The bad news is that Chagas is a growing threat in the Southern half of the country. Very soon, researchers expect Chagas disease cases to surpass the number of Heartworm cases in Texas. Researchers tell us that as many as 20 percent of shelter dogs test positive for Chagas, and the percentage is likely even higher for dogs from hunting ranches. Seventeen SWESR dogs have been diagnosed with Chagas since 2021, all rescued in Texas and Oklahoma. This was twice as many dogs as when we started testing in 2019, and for SWESR, Chagas infections now surpass Heartworm infections for our incoming dogs.
Without treatment, Chagas can be debilitating or fatal. It’s a stealthy disease that can cause acute illness and even sudden death, especially in younger dogs, even before any symptoms show themselves. In older dogs, the disease can cause chronic heart disease. And because Chagas is still not widely recognized or tested for, the symptoms and deaths it causes, are too often misdiagnosed and misunderstood.

## What to work on
1. Condense the paragraph beginning "The bad news is that Chagas" from the passage on Chagas disease into a short bulleted list that keeps its main facts.
2. Write a continuation of the passage on Chagas disease in dogs, starting after its final sentence.

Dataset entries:
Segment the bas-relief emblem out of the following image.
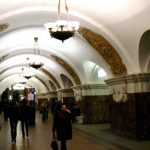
[113,86,127,103]
[78,27,127,75]
[74,90,82,101]
[51,55,81,85]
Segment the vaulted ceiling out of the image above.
[0,0,150,93]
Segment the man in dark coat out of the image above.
[20,99,29,138]
[8,99,19,142]
[52,103,72,150]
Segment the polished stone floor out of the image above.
[0,112,150,150]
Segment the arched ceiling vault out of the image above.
[0,0,150,92]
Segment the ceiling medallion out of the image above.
[44,0,79,42]
[0,23,8,31]
[29,37,44,69]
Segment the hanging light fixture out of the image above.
[22,68,34,79]
[45,0,79,42]
[29,37,44,69]
[19,74,26,84]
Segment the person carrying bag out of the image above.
[51,135,58,150]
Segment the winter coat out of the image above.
[52,111,72,140]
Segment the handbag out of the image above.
[51,136,58,150]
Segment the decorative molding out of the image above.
[0,23,9,32]
[72,84,110,96]
[40,68,61,89]
[113,85,128,103]
[78,27,127,75]
[51,55,81,85]
[105,74,150,94]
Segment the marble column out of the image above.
[105,74,150,140]
[72,84,110,124]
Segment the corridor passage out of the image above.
[0,112,150,150]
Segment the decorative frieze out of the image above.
[72,84,110,99]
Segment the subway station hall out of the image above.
[0,0,150,150]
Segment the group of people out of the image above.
[0,99,74,150]
[1,99,29,143]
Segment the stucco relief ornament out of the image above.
[74,90,82,101]
[113,86,127,103]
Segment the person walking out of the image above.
[20,99,29,139]
[8,99,19,143]
[42,101,48,122]
[52,103,73,150]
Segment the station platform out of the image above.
[0,111,150,150]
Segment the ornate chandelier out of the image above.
[22,68,34,79]
[45,0,79,42]
[29,37,44,69]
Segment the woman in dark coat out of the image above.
[52,104,72,150]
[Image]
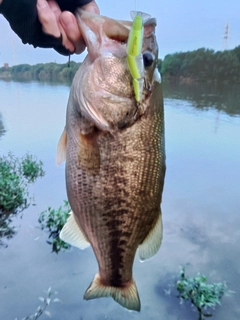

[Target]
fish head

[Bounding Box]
[73,9,158,132]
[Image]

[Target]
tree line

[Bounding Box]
[158,46,240,82]
[0,61,80,82]
[0,46,240,83]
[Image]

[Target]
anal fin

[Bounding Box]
[139,208,162,261]
[59,211,90,250]
[84,274,141,311]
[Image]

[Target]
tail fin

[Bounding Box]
[84,274,141,311]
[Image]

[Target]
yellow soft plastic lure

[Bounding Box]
[127,11,150,102]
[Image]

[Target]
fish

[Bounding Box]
[57,9,166,311]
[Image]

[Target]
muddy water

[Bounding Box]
[0,81,240,320]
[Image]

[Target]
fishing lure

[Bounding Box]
[127,11,151,102]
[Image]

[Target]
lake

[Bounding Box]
[0,81,240,320]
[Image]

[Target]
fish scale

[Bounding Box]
[59,11,165,311]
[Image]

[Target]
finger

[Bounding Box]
[37,0,61,38]
[48,1,75,52]
[81,1,100,14]
[59,11,86,53]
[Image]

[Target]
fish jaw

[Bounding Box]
[59,9,165,310]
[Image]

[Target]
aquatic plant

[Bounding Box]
[0,153,44,246]
[0,153,44,214]
[177,268,230,320]
[21,154,44,183]
[38,200,71,253]
[15,287,60,320]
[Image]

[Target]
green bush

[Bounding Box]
[38,201,71,253]
[177,268,227,320]
[0,153,44,214]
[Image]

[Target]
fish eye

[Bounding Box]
[143,51,154,68]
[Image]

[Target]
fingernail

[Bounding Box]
[37,0,47,9]
[61,14,75,28]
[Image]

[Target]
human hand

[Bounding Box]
[0,0,99,55]
[37,0,99,53]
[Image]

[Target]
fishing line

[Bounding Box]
[134,0,137,11]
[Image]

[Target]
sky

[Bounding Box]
[0,0,240,67]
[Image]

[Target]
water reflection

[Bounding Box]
[0,212,16,247]
[163,82,240,116]
[0,113,6,138]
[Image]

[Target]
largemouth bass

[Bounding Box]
[57,10,165,311]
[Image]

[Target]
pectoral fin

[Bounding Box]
[59,212,90,250]
[139,208,162,261]
[78,132,100,175]
[56,128,67,165]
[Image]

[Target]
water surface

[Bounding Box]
[0,81,240,320]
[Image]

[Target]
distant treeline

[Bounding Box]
[159,46,240,83]
[0,46,240,83]
[0,61,80,82]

## Per-task outputs
1.
- Chagas is a growing threat in the southern half of the country.
- Researchers expect Chagas cases to soon outnumber Heartworm cases in Texas.
- Up to 20 percent of shelter dogs test positive, and the rate is likely higher for dogs from hunting ranches.
- Since 2021, seventeen SWESR dogs, all rescued in Texas and Oklahoma, have been diagnosed with Chagas.
- That is twice as many as when SWESR began testing in 2019.
- Among SWESR's incoming dogs, Chagas infections now exceed Heartworm infections.

2.
But now for the good news. While there is still no vaccine nor an FDA approved treatment, thanks to recent advances in veterinary medicine, we are now definitely diagnosing and, as part of a clinical trial, treating this dangerous disease. SWESR understands that scientific research is dynamic and, working closely with our veterinary partners, we pledge to stay abreast of all development in treatment.
Ultimately, we are committed to testing and treating every single dog that comes to SWESR, regardless of location. We are committed to following the treatment protocol based on the most recent scientific research. At this time, we have vet clinics in Texas and Oklahoma working with us to test incoming dogs, and we are working hard to find more clinics in all states where we rescue to test and treat.
We are committed to working with the DVM community, the rescue community, and the public at large in helping advance awareness of Chagas and the resources currently available to combat it.
We are committed to supporting our fosters and adopters every step of the way, as they learn about this disease and learn how to care for and cure dogs who have been infected.
What exactly is Chagas Disease?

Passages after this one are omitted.